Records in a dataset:

'''

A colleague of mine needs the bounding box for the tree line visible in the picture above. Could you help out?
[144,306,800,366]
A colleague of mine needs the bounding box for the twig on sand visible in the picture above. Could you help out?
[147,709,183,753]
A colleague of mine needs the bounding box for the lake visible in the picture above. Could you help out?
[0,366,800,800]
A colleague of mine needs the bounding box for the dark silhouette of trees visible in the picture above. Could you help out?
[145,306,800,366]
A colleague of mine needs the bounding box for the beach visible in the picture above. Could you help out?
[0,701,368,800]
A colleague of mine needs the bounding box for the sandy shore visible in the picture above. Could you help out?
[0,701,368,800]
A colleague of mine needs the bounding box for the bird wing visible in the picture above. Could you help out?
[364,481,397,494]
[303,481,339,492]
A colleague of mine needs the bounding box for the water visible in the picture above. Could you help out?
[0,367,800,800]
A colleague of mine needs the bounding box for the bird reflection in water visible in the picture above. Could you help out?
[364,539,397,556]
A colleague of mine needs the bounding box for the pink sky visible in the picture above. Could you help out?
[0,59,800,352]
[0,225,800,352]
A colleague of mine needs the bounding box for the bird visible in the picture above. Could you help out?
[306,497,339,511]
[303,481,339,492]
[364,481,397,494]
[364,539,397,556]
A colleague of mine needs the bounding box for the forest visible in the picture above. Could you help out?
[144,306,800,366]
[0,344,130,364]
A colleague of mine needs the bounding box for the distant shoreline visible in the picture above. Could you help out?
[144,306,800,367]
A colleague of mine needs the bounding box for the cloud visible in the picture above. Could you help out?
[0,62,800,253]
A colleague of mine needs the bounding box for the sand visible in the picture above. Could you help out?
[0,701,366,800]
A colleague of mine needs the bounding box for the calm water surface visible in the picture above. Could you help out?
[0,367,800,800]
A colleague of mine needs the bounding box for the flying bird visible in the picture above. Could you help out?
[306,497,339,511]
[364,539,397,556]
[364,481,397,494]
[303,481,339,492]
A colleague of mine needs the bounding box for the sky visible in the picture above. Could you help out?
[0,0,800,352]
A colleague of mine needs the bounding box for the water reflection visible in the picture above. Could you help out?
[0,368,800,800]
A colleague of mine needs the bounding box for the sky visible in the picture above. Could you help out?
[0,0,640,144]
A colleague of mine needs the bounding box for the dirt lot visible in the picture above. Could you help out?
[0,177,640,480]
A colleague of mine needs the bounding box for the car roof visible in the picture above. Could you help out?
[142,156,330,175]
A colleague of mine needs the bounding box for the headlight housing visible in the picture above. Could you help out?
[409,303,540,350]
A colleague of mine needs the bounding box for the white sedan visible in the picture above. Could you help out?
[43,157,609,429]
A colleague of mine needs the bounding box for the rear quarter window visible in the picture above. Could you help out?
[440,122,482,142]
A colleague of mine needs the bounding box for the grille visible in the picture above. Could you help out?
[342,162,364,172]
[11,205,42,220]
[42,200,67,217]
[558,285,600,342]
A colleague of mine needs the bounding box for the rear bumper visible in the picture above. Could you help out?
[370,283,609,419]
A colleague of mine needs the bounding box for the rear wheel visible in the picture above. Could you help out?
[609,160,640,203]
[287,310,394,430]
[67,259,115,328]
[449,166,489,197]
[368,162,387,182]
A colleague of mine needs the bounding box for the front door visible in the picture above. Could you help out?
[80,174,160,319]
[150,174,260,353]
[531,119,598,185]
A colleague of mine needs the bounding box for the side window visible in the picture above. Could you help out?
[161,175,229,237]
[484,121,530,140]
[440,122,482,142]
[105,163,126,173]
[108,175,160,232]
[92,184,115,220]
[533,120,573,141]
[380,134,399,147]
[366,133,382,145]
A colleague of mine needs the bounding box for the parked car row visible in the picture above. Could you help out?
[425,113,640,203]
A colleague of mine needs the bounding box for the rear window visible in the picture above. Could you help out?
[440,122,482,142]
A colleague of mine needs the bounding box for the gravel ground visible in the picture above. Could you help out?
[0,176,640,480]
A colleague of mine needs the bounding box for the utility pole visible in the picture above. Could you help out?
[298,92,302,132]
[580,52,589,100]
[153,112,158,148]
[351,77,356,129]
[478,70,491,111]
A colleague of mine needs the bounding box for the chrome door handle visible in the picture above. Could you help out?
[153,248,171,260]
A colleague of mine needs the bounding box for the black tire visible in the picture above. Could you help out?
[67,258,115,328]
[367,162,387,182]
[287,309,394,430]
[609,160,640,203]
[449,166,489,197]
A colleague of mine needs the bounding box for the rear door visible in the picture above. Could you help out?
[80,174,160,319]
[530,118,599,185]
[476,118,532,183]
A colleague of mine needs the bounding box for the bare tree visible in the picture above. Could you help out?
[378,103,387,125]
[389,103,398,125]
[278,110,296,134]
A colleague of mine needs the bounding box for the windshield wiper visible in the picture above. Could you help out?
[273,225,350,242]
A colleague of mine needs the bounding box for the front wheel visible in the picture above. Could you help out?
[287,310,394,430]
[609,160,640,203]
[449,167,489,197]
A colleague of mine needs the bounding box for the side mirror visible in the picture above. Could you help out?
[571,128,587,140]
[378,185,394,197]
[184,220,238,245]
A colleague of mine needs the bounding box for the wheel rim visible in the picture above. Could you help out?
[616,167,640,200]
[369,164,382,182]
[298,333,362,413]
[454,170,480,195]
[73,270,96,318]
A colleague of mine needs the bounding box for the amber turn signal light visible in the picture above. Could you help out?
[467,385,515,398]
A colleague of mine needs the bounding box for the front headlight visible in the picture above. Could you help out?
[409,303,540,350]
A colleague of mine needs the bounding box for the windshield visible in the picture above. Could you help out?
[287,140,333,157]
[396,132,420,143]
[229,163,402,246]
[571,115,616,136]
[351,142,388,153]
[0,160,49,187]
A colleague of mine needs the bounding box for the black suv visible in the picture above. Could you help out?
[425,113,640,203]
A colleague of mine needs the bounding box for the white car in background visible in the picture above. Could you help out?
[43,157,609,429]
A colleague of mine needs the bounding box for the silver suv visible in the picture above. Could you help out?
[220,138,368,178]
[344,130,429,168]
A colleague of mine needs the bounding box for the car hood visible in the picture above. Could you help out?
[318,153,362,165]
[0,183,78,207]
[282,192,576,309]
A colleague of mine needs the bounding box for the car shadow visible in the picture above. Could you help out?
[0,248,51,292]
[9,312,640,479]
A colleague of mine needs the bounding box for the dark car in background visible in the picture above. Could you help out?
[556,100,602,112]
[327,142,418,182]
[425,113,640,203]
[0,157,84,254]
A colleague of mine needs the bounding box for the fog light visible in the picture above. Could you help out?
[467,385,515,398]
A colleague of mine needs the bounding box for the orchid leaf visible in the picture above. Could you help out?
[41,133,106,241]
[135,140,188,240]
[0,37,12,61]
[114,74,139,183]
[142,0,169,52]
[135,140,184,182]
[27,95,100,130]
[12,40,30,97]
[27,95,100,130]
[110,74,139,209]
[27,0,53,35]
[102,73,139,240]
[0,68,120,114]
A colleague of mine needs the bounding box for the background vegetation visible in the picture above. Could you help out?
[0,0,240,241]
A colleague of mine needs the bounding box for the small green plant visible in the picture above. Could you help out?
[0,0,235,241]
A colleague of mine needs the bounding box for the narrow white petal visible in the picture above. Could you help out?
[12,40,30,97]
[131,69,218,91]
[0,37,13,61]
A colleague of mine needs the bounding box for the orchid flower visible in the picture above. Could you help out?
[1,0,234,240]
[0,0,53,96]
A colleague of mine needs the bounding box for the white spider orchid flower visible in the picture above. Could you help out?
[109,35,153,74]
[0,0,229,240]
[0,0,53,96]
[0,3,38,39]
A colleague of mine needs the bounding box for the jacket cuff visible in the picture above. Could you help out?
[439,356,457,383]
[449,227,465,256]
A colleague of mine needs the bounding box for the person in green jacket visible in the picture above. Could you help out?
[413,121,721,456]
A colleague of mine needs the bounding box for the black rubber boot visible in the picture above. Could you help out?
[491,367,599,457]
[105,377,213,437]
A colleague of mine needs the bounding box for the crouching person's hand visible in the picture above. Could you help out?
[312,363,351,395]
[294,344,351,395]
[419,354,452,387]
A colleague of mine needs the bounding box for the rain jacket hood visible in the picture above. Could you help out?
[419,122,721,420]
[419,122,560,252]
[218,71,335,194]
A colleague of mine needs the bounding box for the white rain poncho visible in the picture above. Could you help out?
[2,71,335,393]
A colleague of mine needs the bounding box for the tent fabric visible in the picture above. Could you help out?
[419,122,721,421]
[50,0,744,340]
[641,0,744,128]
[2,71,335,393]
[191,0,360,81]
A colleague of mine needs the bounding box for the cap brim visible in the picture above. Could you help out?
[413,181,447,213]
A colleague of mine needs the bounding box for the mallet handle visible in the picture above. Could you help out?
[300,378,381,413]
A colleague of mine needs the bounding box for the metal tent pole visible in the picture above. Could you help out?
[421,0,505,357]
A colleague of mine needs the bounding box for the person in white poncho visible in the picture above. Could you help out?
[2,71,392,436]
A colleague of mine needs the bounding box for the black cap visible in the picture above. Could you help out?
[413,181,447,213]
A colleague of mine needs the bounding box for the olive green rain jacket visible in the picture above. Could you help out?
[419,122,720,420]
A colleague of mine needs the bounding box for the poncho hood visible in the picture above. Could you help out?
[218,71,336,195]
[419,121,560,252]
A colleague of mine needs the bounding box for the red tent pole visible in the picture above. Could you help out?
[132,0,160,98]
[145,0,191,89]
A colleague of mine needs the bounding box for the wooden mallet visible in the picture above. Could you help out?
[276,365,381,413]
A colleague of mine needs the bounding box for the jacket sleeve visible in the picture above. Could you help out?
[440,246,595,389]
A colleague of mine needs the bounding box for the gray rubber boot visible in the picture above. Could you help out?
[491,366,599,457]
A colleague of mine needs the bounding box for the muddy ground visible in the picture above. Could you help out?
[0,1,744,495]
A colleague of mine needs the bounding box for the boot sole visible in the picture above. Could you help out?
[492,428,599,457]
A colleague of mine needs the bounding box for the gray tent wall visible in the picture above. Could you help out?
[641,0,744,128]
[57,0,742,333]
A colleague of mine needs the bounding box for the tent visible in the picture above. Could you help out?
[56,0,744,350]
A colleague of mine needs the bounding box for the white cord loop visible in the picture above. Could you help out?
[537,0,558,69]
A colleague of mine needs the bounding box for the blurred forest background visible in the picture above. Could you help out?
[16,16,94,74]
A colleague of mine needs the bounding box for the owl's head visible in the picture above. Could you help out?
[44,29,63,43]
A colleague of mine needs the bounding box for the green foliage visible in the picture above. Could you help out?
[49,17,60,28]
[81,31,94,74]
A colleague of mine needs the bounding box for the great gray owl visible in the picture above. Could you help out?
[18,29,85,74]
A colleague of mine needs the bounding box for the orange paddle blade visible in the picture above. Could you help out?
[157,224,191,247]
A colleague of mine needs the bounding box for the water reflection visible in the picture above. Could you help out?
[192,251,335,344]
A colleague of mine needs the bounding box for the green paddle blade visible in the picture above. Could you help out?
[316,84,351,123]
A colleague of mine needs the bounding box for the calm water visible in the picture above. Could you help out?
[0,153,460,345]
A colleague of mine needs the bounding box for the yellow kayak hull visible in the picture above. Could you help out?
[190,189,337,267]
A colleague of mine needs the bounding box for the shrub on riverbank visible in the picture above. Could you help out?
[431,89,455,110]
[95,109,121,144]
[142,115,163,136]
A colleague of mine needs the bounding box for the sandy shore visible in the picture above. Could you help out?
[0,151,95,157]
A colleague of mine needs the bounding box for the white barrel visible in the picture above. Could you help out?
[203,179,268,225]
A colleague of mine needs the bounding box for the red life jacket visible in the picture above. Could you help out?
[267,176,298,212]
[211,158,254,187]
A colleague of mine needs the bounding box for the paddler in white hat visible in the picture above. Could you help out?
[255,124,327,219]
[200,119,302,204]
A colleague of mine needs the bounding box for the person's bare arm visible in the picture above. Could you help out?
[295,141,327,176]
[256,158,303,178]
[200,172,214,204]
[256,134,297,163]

'''

**WHAT THIS TASK INVOLVES**
Rewrite the rows between the line holding "the bird reflection" and the line holding "[0,177,640,480]", inclusive, replacing "flying bird" with "bird in flight" and keeping everything else the same.

**THE REPLY**
A colleague of mine needs the bounding box for the bird reflection in water visible in the picture above. Could you help out?
[364,539,397,556]
A colleague of mine needs the bounding box for the pink sky visible in the picture above. Could you help out?
[0,59,800,352]
[0,225,800,352]
A colleague of mine needs the bounding box for the bird visible in the picture above. Could you help out?
[306,497,339,511]
[303,481,339,492]
[364,481,397,494]
[364,539,397,556]
A colleague of mine needs the bounding box for the forest visible in the picture above. Could you help out?
[144,306,800,366]
[0,344,130,364]
A colleague of mine needs the bounding box for the distant shoreline visible in the picture above. Could you help out?
[144,306,800,367]
A colleague of mine needs the bounding box for the cloud visible in the picture above. Could you help out?
[0,62,800,253]
A colleague of mine needs the bounding box for the sand visible in the picture above. Could you help out?
[0,701,366,800]
A colleague of mine needs the bounding box for the calm water surface visible in the picture above. Could you help out?
[0,367,800,800]
A colleague of mine needs the bounding box for the bird in flight visible in the picture above. Could you help out?
[306,497,339,511]
[364,539,397,556]
[364,481,397,494]
[303,481,339,492]
A colleague of mine needs the bounding box for the sky visible in the picture above. Could you help out?
[0,0,800,352]
A colleague of mine needs the bounding box for the water reflection visible in the picture above. Could you help out?
[0,368,800,800]
A colleague of mine needs the bounding box for the sky visible in the picture above. Could you help out?
[0,0,640,144]
A colleague of mine needs the bounding box for the dirt lot visible in the picture above. Could you help out?
[0,177,640,480]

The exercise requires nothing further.